Records provided start

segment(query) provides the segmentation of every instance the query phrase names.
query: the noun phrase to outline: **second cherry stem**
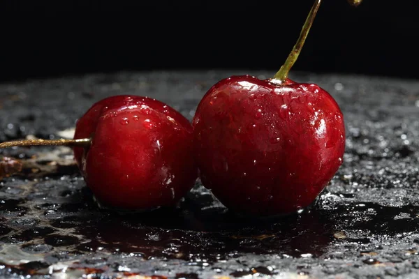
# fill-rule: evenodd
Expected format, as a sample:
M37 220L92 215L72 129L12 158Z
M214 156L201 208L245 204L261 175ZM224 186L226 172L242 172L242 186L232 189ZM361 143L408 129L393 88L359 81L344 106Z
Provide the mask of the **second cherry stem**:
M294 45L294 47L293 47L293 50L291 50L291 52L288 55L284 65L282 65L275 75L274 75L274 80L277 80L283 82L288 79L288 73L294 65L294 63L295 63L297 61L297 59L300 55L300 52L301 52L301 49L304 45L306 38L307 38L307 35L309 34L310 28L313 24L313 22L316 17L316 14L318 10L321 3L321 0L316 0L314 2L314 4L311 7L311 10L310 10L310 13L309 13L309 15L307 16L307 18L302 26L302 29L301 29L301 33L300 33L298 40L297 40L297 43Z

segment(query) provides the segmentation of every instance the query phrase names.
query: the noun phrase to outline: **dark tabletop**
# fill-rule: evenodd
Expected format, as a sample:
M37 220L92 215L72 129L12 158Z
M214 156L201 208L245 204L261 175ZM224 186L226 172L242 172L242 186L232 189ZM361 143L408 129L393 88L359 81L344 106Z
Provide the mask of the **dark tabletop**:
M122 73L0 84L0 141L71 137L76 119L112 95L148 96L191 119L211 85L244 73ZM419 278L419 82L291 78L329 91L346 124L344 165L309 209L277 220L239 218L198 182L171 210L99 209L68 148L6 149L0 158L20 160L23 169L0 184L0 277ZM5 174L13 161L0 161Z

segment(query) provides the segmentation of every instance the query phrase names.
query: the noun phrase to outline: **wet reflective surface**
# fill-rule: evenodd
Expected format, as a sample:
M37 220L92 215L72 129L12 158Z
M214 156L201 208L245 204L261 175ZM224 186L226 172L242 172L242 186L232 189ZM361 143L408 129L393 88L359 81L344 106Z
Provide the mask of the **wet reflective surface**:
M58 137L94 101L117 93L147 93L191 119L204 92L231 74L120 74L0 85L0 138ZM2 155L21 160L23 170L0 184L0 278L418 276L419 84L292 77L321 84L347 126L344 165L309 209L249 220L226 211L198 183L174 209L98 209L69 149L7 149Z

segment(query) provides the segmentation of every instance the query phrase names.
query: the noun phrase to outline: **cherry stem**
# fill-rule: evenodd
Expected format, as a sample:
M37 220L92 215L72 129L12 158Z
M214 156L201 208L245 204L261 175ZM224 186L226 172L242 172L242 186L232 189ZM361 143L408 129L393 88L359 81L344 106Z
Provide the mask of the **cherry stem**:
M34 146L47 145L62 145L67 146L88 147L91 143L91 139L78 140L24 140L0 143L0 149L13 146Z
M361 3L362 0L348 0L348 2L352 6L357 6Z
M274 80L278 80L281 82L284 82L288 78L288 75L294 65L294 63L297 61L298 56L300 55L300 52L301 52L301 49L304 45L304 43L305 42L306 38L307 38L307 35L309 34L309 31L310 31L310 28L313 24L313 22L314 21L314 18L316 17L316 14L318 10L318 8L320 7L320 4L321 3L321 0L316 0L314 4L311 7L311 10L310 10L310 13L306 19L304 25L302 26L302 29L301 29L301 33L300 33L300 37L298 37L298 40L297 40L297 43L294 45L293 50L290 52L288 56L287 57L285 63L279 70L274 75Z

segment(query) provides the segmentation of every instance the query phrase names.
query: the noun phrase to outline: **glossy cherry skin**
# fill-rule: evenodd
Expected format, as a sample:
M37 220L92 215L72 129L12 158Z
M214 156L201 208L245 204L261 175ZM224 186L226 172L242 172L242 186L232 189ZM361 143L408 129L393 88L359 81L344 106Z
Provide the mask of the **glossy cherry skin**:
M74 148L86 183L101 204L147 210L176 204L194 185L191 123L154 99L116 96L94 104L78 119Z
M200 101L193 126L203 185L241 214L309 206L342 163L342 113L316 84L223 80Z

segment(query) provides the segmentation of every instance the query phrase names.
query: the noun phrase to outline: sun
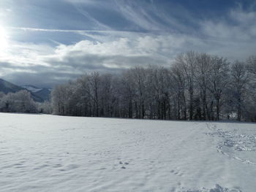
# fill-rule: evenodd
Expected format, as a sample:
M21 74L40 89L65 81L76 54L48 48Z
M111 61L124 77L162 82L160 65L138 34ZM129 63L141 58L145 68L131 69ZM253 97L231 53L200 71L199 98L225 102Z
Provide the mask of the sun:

Records provided end

Rewrite all the entries above as a Markdown table with two columns, Row and Line, giving each non-blank line its own numbered row. Leave out blank lines and the pictures.

| Row | Line |
|---|---|
| 1 | segment(query) provides the segmentation of every instance the query phrase names. |
| 2 | query: the noun phrase to outline: **second cherry stem** |
| 3 | # fill-rule: evenodd |
| 4 | Expected format, as a sample: |
| 5 | M37 220L92 215L72 129L12 158Z |
| 6 | M214 156L201 208L245 204L261 175ZM224 186L226 172L242 172L242 186L232 189ZM361 143L408 129L393 88L359 81L344 106Z |
| 7 | Provide the mask of the **second cherry stem**: |
| 8 | M294 45L294 47L293 47L293 50L291 50L291 52L288 55L284 65L282 65L275 75L274 75L274 80L277 80L283 82L288 79L288 73L294 65L294 63L295 63L297 61L297 59L300 55L300 52L301 52L301 49L304 45L306 38L307 38L307 35L309 34L310 28L313 24L313 22L316 17L316 14L318 10L321 3L321 0L316 0L314 2L314 4L311 7L311 10L310 10L310 13L309 13L309 15L307 16L307 18L302 26L302 29L301 29L301 33L300 33L298 40L297 40L297 43Z |
| 9 | segment(query) provides the segmentation of every instance the query phrase names. |
| 10 | query: the noun phrase to outline: **dark tabletop** |
| 11 | # fill-rule: evenodd |
| 12 | Expected format, as a sample: |
| 13 | M37 220L92 215L72 129L12 158Z |
| 14 | M214 156L201 208L245 204L261 175ZM224 186L226 172L242 172L242 186L232 189ZM361 143L408 129L393 88L359 81L344 106Z |
| 15 | Provide the mask of the **dark tabletop**: |
| 16 | M122 73L0 84L0 141L71 137L76 119L112 95L148 96L191 119L211 85L244 73ZM419 278L419 82L291 78L329 91L346 124L344 165L309 209L277 220L239 218L198 182L171 210L99 209L68 148L6 149L0 158L20 160L23 169L0 184L0 277ZM5 174L13 161L0 161Z |
| 17 | segment(query) provides the segmentation of every instance the query phrase names. |
| 18 | query: the noun phrase to outline: **wet reflective surface** |
| 19 | # fill-rule: evenodd |
| 20 | Expected format, as a sample: |
| 21 | M37 220L92 215L72 129L12 158Z |
| 22 | M214 156L201 208L245 204L261 175ZM224 186L226 172L242 172L242 186L232 189ZM361 143L408 129L393 88L359 81L344 106Z |
| 23 | Provide the mask of the **wet reflective surface**: |
| 24 | M58 137L94 101L117 93L147 93L191 119L204 92L231 74L120 74L0 85L0 138ZM2 155L21 160L23 170L0 184L0 278L418 276L419 84L292 77L321 84L347 126L344 165L309 209L249 220L226 211L198 183L174 209L98 209L69 149L7 149Z |
| 25 | segment(query) provides the segmentation of every instance the query phrase names. |
| 26 | query: the noun phrase to outline: **cherry stem** |
| 27 | # fill-rule: evenodd |
| 28 | Expected format, as a sample: |
| 29 | M37 220L92 215L72 129L12 158Z |
| 30 | M214 156L201 208L245 204L261 175ZM224 186L226 172L242 172L242 186L232 189ZM361 143L408 129L393 88L359 81L344 106Z |
| 31 | Provide the mask of the **cherry stem**: |
| 32 | M34 146L47 145L62 145L67 146L88 147L91 143L91 139L78 140L24 140L0 143L0 149L13 146Z |
| 33 | M361 3L362 0L348 0L348 2L352 6L357 6Z |
| 34 | M274 80L278 80L281 82L284 82L288 78L288 75L294 65L294 63L297 61L298 56L300 55L300 52L301 52L301 49L304 45L304 43L305 42L306 38L307 38L307 35L309 34L309 31L310 31L310 28L313 24L313 22L314 21L314 18L316 17L316 14L318 10L318 8L320 7L320 4L321 3L321 0L316 0L314 4L311 7L311 10L310 10L310 13L306 19L304 25L302 26L302 29L301 29L301 33L300 33L300 37L298 37L298 40L297 40L297 43L294 45L293 50L290 52L288 56L287 57L285 63L279 70L274 75Z |
| 35 | segment(query) provides the segmentation of every instance the query phrase names. |
| 36 | query: the noun phrase to outline: **glossy cherry skin** |
| 37 | # fill-rule: evenodd |
| 38 | Expected format, as a sample: |
| 39 | M37 220L92 215L72 129L12 158Z |
| 40 | M214 156L201 208L245 204L261 175ZM224 186L226 172L242 172L242 186L232 189ZM361 143L408 129L393 88L359 81L344 106Z |
| 41 | Provide the mask of the **glossy cherry skin**: |
| 42 | M74 148L86 183L101 204L147 210L176 204L194 185L191 123L154 99L116 96L94 104L78 119Z |
| 43 | M200 101L193 126L203 185L241 214L309 206L342 163L342 113L316 84L223 80Z |
| 44 | segment(query) provides the segmentation of every instance the query phrase names. |
| 45 | query: the noun phrase to outline: sun |
| 46 | # fill-rule: evenodd |
| 47 | Expected format, as a sample: |
| 48 | M21 74L40 89L65 81L76 54L48 48Z |
| 49 | M111 61L124 77L162 82L160 65L138 34ZM129 63L141 58L145 68L131 69ZM253 97L231 53L200 71L199 98L225 102Z |
| 50 | Provide the mask of the sun: |